__任务说明__.
请将下文关于TFlite模型量化的文章中以“18. model.summary()”开头、一直延续到“acc = model.evaluate(test_images, test_labels)”的部分逐字抄录下来。
══ 文档段落
RISC-V MCU中文社区

TFlite之模型量化

发表于 2023-04-17 10:04:52
0
4981
1

1 简介

1.1 什么是模型量化?

简单来说:模型量化(Model Quantization)就是通过某些方法将浮点模型转为定点模型。

一般通过Tensorflow、PyTorch、Caffe等工具训练出的模型权重等都是float32类型,其模型精度较高但模型尺寸较大,在一些内存受限的场景,需要尽量减小模型尺寸,模型量化就是利用一些方法将浮点模型转为定点模型,这样内存占用可以减少数倍,运算速度也有较大提升,并且精度只有稍许损失,可以把模型量化理解为一种有损压缩,虽然会损失一些精度,但是会显著降低模型尺寸,同时提高运行效率。

1.2 为什么要进行模型量化?

如下表:

参数量 计算速度 内存占用 精度对比
量化前 参数量大 计算量大 内存占用多 精度高
量化后 压缩参数 提升速度 降低内存占用 精度有损失

在嵌入式AI场景,其对内存以及计算速度有较高要求,而可以接受一些精度损失,那么就可以使用模型量化技术来降低模型的复杂性。

2 量化方法

TensorFlow提供两种量化方式:

  1. 量化感知训练(Quantization aware training) ,也叫做训练中量化,基于tf.keras
  2. 训练后量化(Post-training quantization),训练得到模型后,使用TensorFlow Lite转换器量化

其区别如下:

  • 训练后的量化技术迭代快,易于使用,但是模型精度损失较大;

  • 训练中的量化技术相对难于使用,需要重新训练模型,但是模型精度保持较好。

用户可以在使用难易程度、迭代时间、模型精度之间权衡,选择适合的一种量化方式。

3 训练后量化

训练后量化比较简单一些,这篇文档以mnist为例讲述训练后量化方法(训练中量化以后有机会再写文档)。

3.1 训练模型

使用以下脚本,训练获得mnist_train.h5模型

  1. # mnist_train.py
  2. import tensorflow as tf
  3. from tensorflow import keras
  4. print("TensorFlow version {}".format(tf.__version__))
  5. (train_images, train_labels),(test_images, test_labels) = tf.keras.datasets.mnist.load_data()
  6. class_num = 10
  7. # Train the model
  8. model = tf.keras.models.Sequential([
  9. keras.layers.Flatten(input_shape=(train_images.shape[1], train_images.shape[2])), # input_shape=(28,28)
  10. keras.layers.Dense(512, activation=tf.nn.relu),
  11. keras.layers.Dense(64, activation=tf.nn.relu),
  12. keras.layers.Dense(class_num, activation=tf.nn.softmax)
  13. ])
  14. model.compile(optimizer='Adam',
  15. loss='sparse_categorical_crossentropy',
  16. metrics=['accuracy'])
  17. print("model stucture:")
  18. model.summary()
  19. # train
  20. model.fit(train_images, train_labels, epochs=5, batch_size=64)
  21. # evaluate accuracy
  22. loss, acc = model.evaluate(test_images, test_labels)
  23. print("Restored model, accuracy: {:5.2f}% loss: {}".format(100*acc, loss))
  24. # Convert the model to tflite
  25. model.save('mnist_train.h5')
  26. del model # 删除现有模型

日志如下:

  1. TensorFlow version 2.12.0
  2. model stucture:
  3. Model: "sequential"
════
══ 数据集记录
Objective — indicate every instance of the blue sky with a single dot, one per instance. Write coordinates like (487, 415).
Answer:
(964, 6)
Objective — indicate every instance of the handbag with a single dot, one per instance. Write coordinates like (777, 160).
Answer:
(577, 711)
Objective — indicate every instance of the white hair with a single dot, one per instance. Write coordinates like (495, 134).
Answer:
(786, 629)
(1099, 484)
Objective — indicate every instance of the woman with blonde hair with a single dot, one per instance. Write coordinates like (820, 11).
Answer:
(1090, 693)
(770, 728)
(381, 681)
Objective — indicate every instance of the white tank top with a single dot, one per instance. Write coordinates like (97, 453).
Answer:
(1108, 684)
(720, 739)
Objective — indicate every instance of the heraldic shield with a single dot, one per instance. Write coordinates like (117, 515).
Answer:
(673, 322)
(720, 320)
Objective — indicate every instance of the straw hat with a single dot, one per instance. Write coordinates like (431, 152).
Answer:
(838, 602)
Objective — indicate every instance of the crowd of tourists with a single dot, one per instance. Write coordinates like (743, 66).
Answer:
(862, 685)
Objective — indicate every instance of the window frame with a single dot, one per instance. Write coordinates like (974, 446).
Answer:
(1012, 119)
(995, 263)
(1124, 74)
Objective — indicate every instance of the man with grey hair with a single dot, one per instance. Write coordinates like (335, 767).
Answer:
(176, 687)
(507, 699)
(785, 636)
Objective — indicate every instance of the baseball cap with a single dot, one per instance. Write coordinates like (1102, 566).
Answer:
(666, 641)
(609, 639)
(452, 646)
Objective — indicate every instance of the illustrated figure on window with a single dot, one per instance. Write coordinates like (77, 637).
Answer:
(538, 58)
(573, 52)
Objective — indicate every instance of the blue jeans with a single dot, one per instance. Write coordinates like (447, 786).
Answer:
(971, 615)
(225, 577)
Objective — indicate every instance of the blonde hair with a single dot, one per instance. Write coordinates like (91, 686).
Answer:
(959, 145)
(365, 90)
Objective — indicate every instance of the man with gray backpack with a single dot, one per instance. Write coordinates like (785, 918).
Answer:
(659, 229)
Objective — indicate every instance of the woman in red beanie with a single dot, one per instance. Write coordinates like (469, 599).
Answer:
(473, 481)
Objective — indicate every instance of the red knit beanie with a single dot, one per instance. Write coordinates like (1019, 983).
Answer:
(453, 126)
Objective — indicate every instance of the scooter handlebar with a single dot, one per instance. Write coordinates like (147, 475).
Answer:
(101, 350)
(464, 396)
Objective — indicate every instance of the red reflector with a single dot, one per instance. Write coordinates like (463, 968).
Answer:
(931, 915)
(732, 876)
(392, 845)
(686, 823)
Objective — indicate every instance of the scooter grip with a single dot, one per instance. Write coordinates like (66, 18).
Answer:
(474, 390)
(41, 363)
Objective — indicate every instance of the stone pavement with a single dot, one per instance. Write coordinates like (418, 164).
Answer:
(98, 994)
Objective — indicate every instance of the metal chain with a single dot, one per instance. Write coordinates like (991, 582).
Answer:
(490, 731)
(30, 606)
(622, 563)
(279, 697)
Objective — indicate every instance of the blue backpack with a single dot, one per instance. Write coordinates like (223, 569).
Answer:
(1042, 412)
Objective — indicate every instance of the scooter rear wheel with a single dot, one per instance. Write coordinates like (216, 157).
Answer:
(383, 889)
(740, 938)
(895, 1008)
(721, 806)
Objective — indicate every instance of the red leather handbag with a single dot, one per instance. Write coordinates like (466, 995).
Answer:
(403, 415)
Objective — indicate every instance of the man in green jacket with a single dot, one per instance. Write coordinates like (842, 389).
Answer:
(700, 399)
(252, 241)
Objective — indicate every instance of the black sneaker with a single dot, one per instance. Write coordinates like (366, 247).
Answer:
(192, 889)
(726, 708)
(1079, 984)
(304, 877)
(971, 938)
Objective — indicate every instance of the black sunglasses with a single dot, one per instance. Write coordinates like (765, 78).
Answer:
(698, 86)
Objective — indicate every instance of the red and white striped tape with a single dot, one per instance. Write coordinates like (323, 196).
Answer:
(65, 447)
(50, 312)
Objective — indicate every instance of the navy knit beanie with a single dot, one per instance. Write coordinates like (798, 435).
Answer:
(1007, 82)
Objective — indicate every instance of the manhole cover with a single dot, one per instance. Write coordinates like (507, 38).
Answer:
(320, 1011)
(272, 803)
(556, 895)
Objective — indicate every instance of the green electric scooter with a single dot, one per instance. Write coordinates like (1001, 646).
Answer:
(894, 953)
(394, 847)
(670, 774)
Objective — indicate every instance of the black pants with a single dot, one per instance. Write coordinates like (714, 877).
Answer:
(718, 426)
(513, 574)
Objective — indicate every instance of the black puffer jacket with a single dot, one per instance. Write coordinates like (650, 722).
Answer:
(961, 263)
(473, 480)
════
__完成结果__.
18. model.summary()
  19. # train
  20. model.fit(train_images, train_labels, epochs=5, batch_size=64)
  21. # evaluate accuracy
  22. loss, acc = model.evaluate(test_images, test_labels)